--- begin AVAILABLE RECORDS ---

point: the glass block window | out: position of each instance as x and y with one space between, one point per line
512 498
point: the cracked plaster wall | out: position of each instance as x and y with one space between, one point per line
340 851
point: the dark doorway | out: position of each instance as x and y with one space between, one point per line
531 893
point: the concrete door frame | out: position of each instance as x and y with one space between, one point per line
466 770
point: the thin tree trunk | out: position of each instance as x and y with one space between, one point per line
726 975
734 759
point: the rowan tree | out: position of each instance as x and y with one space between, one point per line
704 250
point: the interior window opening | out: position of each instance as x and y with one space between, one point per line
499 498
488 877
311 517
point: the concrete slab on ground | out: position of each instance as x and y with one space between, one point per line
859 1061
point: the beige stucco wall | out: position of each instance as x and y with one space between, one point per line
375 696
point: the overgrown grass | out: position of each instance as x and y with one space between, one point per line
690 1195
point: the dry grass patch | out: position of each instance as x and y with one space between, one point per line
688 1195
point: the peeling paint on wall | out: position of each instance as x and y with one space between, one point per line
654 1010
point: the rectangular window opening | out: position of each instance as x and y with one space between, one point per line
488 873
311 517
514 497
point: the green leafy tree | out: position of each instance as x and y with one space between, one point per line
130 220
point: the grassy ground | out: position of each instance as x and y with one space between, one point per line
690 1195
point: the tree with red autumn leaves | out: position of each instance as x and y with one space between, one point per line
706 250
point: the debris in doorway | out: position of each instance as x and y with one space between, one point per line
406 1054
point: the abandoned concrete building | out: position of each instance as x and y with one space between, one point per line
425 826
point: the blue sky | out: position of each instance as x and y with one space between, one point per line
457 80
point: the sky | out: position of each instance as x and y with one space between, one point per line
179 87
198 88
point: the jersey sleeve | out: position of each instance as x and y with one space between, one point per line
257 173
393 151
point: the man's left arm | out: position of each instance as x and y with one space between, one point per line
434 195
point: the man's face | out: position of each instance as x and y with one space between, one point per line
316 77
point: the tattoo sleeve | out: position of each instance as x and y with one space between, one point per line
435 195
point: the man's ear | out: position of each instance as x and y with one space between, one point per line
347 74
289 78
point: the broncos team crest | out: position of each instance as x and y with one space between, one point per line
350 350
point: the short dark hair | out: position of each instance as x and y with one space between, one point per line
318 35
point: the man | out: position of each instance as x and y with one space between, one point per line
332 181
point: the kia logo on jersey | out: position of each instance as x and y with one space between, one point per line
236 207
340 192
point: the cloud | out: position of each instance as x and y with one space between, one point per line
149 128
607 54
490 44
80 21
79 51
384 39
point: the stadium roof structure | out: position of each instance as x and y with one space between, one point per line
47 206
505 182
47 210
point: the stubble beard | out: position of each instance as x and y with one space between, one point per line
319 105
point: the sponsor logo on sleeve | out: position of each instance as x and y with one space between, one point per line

--- end AVAILABLE RECORDS ---

#### REQUIRED TASK:
Copy out each line exactly as written.

#### TASK OUTPUT:
point: the glass block window | out: position of each instance as x and y with one space between, one point per line
512 498
point: the cracked plaster wall | out: position of each instance as x and y with one space between, one point per line
340 851
point: the dark doorway | out: position of each instance as x and y with one space between, one point per line
531 893
point: the concrete door frame | out: position of each instance as x and y with one space between, one point per line
466 770
point: the thin tree trunk | out: position of each instance as x and y with one space between, one point per line
726 975
734 759
point: the rowan tree | out: position of each instance as x and y with one space between, one point per line
704 250
point: the interior window opening | out: position of each instance as x and y with one space between, one point per line
499 498
488 877
311 517
point: the concrete slab on ground | out: position of each instance as x and y with one space between, one point per line
859 1061
point: the beige stucco wall | out: position of each instance as x and y with one space between, one point per line
375 696
point: the overgrown grass | out: position of each instance as x and y with one space between, one point per line
690 1195
point: the dry grass patch | out: position of each instance as x and y with one space between, one point per line
688 1195
point: the peeling paint on wall | out: position of each instance as x and y with one space between, one point per line
654 1010
point: the rectangular window opening | out: position of each instance as x and y with one space between, one point per line
488 873
311 517
514 497
point: the green leafy tree | out: position of each instance as x and y with one space between, one point per line
130 220
point: the grassy ground | out: position of each instance as x and y with one space between, one point per line
690 1195
point: the tree with red autumn leaves | out: position of each instance as x and y with one space between, one point per line
706 250
point: the debris in doorway | out: position of each instance as x and y with one space between, one point per line
406 1054
point: the abandoned concrete building | out: position of each instance as x and y with one space between, one point per line
425 826
point: the blue sky | out: position of each instance as x and y with one space between, one point per line
457 80
point: the sky | out: position of each instance as x and y with one space between, one point per line
179 87
198 88
point: the jersey sleeve | out: position of each instance as x and y with one space between, one point per line
257 173
393 151
point: the man's left arm | out: position of each instance as x and y with one space between, one point per line
434 195
point: the man's face | out: position of each instance as x and y with one space between, one point per line
316 77
point: the tattoo sleeve | out: position of each instance as x and y with one space between, one point per line
435 195
point: the man's ear | out: position of each instance as x and y with one space between, one point per line
347 74
289 78
point: the broncos team crest | out: position of each instance as x and y with one space between, one point per line
350 350
point: the short dark hair | out: position of each instance as x and y with one space between, one point per line
318 35
point: the man | out: position of each instance as x and y with one space between, one point per line
332 181
point: the kia logo on jersey | out: position of each instance as x and y with one space between, one point per line
236 207
340 192
point: the cloud | out: position of each instance as x and y with one space between, one point per line
149 128
607 54
490 44
80 21
79 51
384 39
point: the stadium roof structure | out: position of each instance as x and y with one space between, one point per line
47 206
505 182
47 210
point: the stubble beard | out: position of each instance as x and y with one space between, one point per line
319 105
point: the sponsor logo on sleeve | out: position of each instance as x and y with one space between, one point per line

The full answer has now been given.